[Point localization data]
┌────────
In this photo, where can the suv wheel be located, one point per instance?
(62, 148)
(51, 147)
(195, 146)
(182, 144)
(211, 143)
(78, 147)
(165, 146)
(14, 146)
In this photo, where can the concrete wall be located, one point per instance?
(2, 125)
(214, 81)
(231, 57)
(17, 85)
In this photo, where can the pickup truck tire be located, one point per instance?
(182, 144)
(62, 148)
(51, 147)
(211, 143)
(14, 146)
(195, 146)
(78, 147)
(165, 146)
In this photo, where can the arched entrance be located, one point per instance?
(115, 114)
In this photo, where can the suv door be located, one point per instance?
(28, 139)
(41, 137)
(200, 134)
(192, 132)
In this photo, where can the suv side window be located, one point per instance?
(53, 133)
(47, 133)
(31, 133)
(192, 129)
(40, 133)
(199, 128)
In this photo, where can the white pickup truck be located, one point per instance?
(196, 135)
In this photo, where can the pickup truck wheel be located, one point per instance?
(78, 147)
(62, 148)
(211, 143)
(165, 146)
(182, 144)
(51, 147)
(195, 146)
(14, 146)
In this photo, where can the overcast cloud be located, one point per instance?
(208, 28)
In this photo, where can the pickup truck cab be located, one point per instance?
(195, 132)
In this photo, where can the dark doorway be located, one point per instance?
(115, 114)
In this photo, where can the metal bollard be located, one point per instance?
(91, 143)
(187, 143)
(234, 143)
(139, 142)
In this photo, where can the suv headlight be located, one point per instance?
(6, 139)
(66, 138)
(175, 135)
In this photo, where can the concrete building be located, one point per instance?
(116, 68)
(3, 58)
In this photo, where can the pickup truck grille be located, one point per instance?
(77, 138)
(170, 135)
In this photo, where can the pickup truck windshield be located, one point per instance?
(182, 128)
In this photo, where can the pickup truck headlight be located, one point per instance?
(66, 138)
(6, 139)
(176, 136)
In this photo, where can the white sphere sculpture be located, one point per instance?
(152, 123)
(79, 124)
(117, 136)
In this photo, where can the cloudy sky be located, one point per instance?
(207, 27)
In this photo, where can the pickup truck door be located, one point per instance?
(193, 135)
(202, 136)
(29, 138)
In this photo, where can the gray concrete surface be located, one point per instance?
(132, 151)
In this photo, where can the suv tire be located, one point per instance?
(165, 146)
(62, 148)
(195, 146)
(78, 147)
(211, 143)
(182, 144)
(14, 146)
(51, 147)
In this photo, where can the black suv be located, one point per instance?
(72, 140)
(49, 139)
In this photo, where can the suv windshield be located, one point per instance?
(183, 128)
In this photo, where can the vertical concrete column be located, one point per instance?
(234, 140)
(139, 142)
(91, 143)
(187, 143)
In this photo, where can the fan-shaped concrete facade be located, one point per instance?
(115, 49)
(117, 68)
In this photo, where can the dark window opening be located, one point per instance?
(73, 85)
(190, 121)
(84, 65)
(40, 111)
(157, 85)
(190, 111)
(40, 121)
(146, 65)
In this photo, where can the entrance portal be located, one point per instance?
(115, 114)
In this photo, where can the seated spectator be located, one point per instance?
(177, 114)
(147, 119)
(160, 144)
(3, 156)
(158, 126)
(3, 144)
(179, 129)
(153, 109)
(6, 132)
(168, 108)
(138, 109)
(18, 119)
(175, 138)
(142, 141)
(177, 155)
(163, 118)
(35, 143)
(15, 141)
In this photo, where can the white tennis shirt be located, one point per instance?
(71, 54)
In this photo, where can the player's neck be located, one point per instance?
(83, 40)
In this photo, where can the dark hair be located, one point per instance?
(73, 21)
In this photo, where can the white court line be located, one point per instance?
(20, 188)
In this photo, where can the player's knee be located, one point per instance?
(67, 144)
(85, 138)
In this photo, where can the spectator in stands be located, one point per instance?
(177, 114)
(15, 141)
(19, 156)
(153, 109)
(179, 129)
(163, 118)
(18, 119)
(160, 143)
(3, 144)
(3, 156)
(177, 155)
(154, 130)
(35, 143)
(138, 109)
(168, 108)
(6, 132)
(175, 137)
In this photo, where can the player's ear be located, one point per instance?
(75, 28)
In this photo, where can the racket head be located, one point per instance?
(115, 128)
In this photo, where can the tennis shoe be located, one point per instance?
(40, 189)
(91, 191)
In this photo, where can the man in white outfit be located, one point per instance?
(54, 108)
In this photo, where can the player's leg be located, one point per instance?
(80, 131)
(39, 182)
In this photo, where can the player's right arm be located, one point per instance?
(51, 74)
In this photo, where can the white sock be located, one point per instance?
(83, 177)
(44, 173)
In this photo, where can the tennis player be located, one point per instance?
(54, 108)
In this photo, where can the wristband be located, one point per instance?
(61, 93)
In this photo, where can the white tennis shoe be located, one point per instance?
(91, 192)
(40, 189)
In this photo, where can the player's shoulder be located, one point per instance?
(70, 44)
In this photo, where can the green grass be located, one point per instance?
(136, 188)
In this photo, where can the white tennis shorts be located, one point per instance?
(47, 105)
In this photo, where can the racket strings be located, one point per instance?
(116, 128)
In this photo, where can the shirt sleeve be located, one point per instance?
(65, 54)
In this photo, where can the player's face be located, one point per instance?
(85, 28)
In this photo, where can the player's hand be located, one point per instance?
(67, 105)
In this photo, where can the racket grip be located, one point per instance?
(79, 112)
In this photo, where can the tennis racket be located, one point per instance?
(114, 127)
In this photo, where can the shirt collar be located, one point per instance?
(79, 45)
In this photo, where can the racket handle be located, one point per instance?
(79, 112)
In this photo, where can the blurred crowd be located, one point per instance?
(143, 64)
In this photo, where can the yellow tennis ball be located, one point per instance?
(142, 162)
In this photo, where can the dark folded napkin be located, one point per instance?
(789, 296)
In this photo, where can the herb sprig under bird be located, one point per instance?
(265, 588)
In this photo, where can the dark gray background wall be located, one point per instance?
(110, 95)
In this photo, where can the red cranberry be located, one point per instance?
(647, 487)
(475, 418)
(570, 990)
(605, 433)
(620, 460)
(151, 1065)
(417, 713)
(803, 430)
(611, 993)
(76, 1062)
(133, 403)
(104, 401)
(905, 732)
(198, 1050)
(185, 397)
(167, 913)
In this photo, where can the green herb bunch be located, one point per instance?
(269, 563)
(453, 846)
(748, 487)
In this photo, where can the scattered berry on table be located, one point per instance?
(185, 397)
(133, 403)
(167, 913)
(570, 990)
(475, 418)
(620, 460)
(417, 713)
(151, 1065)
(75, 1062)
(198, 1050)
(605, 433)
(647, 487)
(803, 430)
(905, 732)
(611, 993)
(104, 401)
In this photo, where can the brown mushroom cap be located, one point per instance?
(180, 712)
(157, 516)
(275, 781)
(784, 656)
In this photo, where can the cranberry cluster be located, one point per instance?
└────────
TO DO: Every piece of the data is to be set down again exactly.

FINAL ANSWER:
In this photo, where can the suv wheel be located, one point per instance?
(62, 148)
(51, 147)
(195, 146)
(182, 144)
(211, 143)
(78, 147)
(165, 146)
(14, 146)
In this photo, where can the concrete wall be located, one point per instance?
(2, 125)
(214, 81)
(231, 57)
(17, 85)
In this photo, where can the pickup truck tire be located, one point per instance?
(182, 144)
(62, 148)
(51, 147)
(211, 143)
(14, 146)
(195, 146)
(78, 147)
(165, 146)
In this photo, where can the arched entrance be located, one point per instance?
(115, 114)
In this photo, where can the suv door be located, one point per instance?
(28, 139)
(41, 137)
(200, 134)
(192, 132)
In this photo, where can the suv side window be located, one point per instance?
(53, 133)
(47, 133)
(31, 133)
(192, 129)
(40, 133)
(199, 128)
In this photo, where can the white pickup truck be located, one point per instance?
(196, 135)
In this photo, where can the pickup truck wheel be located, one point per instance?
(78, 147)
(62, 148)
(211, 143)
(165, 146)
(182, 144)
(51, 147)
(195, 146)
(14, 146)
In this photo, where can the overcast cloud be located, one point per instance?
(208, 28)
In this photo, where can the pickup truck cab be located, one point per instance?
(195, 132)
In this photo, where can the dark doorway be located, one point per instance?
(115, 114)
In this photo, where can the metal bollard be located, one point per instance?
(91, 143)
(187, 143)
(234, 143)
(139, 142)
In this photo, where can the suv headlight be located, one point per instance?
(6, 139)
(66, 138)
(175, 135)
In this photo, where can the concrete building be located, one point per instance?
(116, 68)
(3, 58)
In this photo, where can the pickup truck grille be located, one point per instance?
(77, 138)
(170, 135)
In this photo, where can the pickup truck windshield be located, one point per instance?
(182, 128)
In this photo, where can the pickup truck headlight be located, one point per instance?
(66, 138)
(6, 139)
(176, 136)
In this photo, where can the white sphere sculpture be located, one point per instance?
(152, 123)
(79, 124)
(117, 136)
In this photo, where can the cloudy sky be located, one point per instance?
(207, 27)
In this photo, where can the pickup truck door be located, one point per instance?
(193, 135)
(202, 136)
(29, 138)
In this photo, where can the gray concrete surface be located, one point per instance?
(132, 151)
In this photo, where can the suv tire be located, one point per instance?
(165, 146)
(62, 148)
(195, 146)
(78, 147)
(211, 143)
(182, 144)
(14, 146)
(51, 147)
In this photo, where can the black suv be located, one point per instance?
(72, 140)
(49, 139)
In this photo, where can the suv windshield be located, one point per instance?
(183, 128)
In this photo, where can the vertical concrete column be located, one point per instance?
(234, 140)
(139, 142)
(91, 143)
(187, 143)
In this photo, where can the fan-shaped concrete facade be located, one point per instance?
(115, 49)
(117, 68)
In this photo, where can the dark window opening be located, one point per instance?
(73, 85)
(190, 121)
(84, 65)
(40, 111)
(157, 85)
(190, 111)
(40, 121)
(146, 65)
In this photo, where can the entrance portal be located, one point per instance?
(115, 114)
In this photo, where can the seated spectator be located, one point per instance?
(177, 114)
(147, 119)
(160, 144)
(3, 156)
(158, 126)
(3, 144)
(179, 129)
(153, 109)
(6, 132)
(168, 108)
(138, 109)
(18, 119)
(175, 138)
(142, 141)
(177, 155)
(163, 118)
(35, 143)
(15, 141)
In this photo, where can the white tennis shirt be located, one point per instance?
(71, 54)
In this photo, where can the player's neck be located, one point per instance?
(83, 40)
In this photo, where can the dark hair be located, one point per instance?
(73, 21)
In this photo, where can the white court line be located, one point per instance?
(20, 188)
In this photo, where can the player's knee be located, one point per instance?
(67, 144)
(85, 138)
In this photo, where can the spectator in stands be located, one point per instance?
(177, 114)
(15, 141)
(19, 156)
(153, 109)
(179, 129)
(163, 118)
(18, 119)
(160, 143)
(3, 144)
(3, 156)
(177, 155)
(154, 130)
(35, 143)
(138, 109)
(168, 108)
(6, 132)
(175, 137)
In this photo, where can the player's ear be located, one point per instance?
(75, 28)
In this photo, where can the racket head be located, one point per instance?
(115, 128)
In this photo, where can the tennis shoe be located, one point per instance?
(40, 189)
(91, 191)
In this photo, where can the man in white outfit be located, one point per instance?
(54, 108)
In this photo, where can the player's leg be located, one point per instance?
(80, 131)
(39, 182)
In this photo, where can the player's right arm be located, one point per instance?
(51, 74)
In this photo, where can the white sock be located, one point per instance?
(83, 177)
(44, 173)
In this photo, where can the tennis player be located, one point per instance?
(54, 108)
In this photo, where can the wristband be located, one point per instance?
(61, 93)
In this photo, where can the white tennis shoe be located, one point per instance?
(91, 192)
(40, 189)
In this photo, where can the player's shoulder be located, one point per instance?
(70, 44)
In this photo, where can the green grass be located, one point per instance?
(136, 188)
In this photo, where can the white tennis shorts be located, one point per instance?
(47, 105)
In this photo, where can the racket strings be located, one point per instance?
(116, 128)
In this photo, where can the shirt sleeve be located, one point per instance?
(65, 54)
In this photo, where can the player's face be located, one point per instance?
(85, 28)
In this photo, where can the player's hand be located, one point per instance?
(67, 105)
In this photo, where can the racket grip be located, one point per instance?
(79, 112)
In this photo, where can the tennis racket be located, one point per instance?
(114, 127)
In this photo, where can the shirt collar be located, one point per instance?
(79, 45)
In this photo, where can the racket handle be located, one point per instance?
(79, 112)
In this photo, where can the blurred crowd be located, one point per instance?
(143, 64)
In this photo, where can the yellow tennis ball be located, one point per instance?
(142, 162)
In this photo, where can the dark folded napkin be located, one point per instance?
(789, 296)
In this photo, where can the herb sprig under bird be located, one point per instance?
(265, 588)
In this photo, where can the dark gray background wall be located, one point per instance?
(110, 95)
In this photo, where can the red cranberry be located, one point per instance?
(647, 487)
(475, 418)
(570, 990)
(605, 433)
(620, 460)
(151, 1065)
(417, 713)
(803, 430)
(611, 993)
(76, 1062)
(133, 403)
(104, 401)
(905, 732)
(198, 1050)
(185, 397)
(167, 913)
In this photo, where can the green herb bunch be located, one point per instance?
(269, 563)
(453, 846)
(748, 487)
In this photo, where can the scattered berry on table be located, one point per instance?
(185, 397)
(133, 403)
(167, 913)
(570, 990)
(475, 418)
(620, 460)
(417, 713)
(151, 1065)
(75, 1062)
(198, 1050)
(605, 433)
(647, 487)
(803, 430)
(905, 732)
(611, 993)
(104, 401)
In this photo, where can the brown mushroom cap be located, one point per instance?
(180, 712)
(157, 516)
(275, 781)
(784, 656)
In this photo, where can the cranberry cluster be located, one point per instance?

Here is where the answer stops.